Reproduce only the lines from the line containing "Please locate the orange basketball" to the end of the entries below, including both of those lines.

==== Extracted material ====

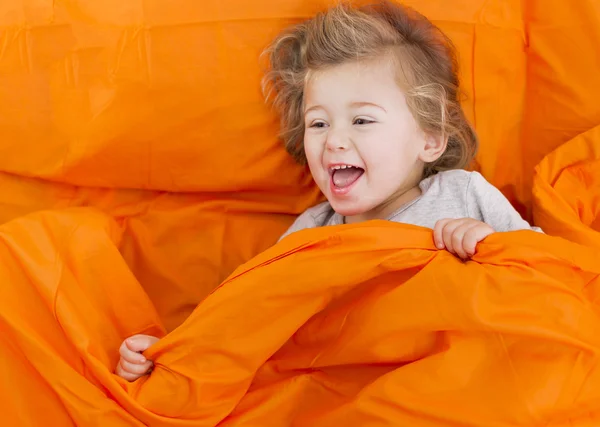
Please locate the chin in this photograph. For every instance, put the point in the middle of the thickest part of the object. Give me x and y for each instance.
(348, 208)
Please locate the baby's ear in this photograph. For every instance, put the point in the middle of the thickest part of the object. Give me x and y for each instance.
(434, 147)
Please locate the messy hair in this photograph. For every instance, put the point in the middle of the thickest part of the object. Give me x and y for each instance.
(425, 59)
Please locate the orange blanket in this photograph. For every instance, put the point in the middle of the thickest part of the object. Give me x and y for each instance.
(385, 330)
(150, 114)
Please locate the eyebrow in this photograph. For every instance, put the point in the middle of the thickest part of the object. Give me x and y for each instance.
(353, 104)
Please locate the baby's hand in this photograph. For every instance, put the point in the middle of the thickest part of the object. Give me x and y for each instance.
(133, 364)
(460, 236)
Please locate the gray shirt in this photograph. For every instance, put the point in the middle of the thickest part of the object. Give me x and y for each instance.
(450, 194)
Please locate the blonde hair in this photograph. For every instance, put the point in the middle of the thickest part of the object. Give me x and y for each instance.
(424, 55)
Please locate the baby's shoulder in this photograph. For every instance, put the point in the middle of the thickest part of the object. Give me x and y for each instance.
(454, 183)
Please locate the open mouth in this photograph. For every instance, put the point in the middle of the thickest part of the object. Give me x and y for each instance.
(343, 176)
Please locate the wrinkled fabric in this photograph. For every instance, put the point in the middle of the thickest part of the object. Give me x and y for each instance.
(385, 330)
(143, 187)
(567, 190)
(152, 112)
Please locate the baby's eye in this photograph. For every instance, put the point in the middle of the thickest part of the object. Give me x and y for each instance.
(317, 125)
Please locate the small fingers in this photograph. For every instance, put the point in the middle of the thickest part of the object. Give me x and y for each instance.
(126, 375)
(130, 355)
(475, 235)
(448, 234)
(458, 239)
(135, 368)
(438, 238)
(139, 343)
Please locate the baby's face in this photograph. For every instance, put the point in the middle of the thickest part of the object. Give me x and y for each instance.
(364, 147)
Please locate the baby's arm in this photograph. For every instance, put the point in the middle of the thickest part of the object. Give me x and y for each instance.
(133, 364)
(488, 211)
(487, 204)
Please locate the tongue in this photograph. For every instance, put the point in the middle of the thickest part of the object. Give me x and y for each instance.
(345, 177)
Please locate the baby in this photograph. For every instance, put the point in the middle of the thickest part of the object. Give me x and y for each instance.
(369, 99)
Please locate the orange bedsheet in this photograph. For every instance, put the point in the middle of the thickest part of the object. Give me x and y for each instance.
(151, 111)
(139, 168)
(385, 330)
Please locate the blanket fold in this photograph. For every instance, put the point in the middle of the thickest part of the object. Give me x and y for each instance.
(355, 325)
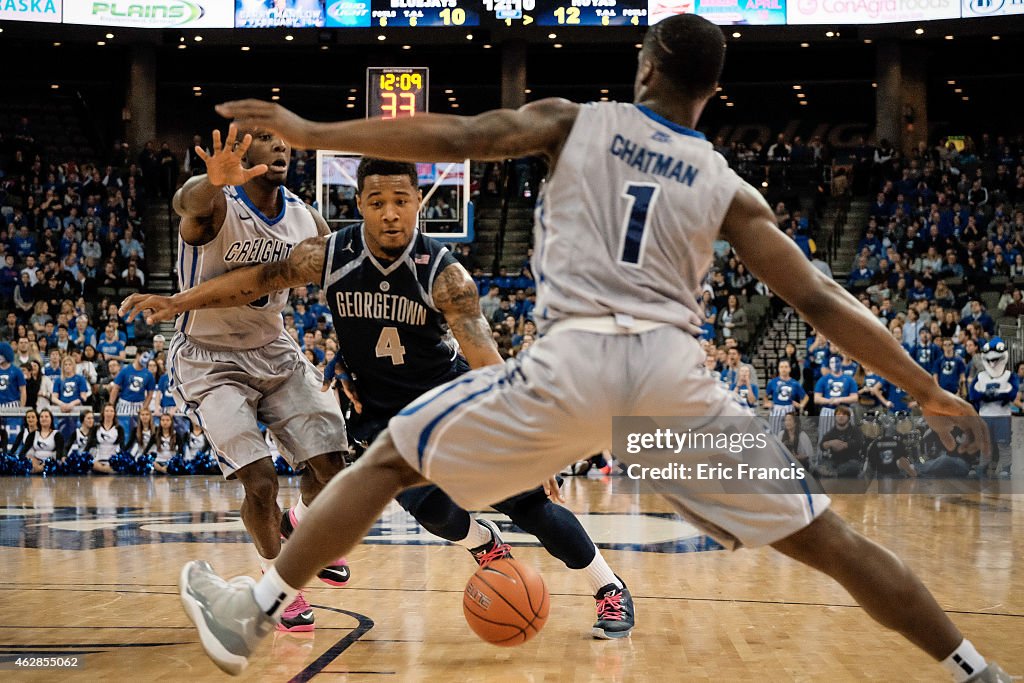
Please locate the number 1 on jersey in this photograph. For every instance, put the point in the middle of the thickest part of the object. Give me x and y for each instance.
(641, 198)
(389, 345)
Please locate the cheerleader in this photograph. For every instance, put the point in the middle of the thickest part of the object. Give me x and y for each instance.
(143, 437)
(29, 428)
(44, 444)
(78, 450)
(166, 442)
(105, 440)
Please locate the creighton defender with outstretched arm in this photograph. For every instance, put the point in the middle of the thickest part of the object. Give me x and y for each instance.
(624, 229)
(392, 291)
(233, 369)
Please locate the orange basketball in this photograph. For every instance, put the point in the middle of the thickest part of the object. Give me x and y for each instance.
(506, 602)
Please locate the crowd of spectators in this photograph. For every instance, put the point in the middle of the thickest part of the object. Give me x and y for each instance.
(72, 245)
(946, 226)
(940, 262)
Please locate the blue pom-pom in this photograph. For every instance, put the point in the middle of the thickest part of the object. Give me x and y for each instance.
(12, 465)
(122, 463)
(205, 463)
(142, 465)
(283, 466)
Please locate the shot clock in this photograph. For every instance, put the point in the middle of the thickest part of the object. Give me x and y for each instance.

====

Written solution:
Please locate the orange basketball in this photograph. For every instance, put the point in the middle of the thickest part of the object. Give me x and y for each instance.
(506, 602)
Please locate the crowd of spectators in this photograph. For every instance, put the point in the middle of the thickest part of the object. Give me x and y for each instance.
(72, 245)
(946, 226)
(940, 262)
Please locate the blue pom-pom in this photograph. For every instance, put the point in the middle of the thickest part of the object. Give me x and y for each instance.
(12, 465)
(122, 463)
(205, 463)
(142, 465)
(283, 466)
Please locate the shot clock in this photograph. For every instance, put the point in the middle of the thickest part of the object. Give me x and y for each instance.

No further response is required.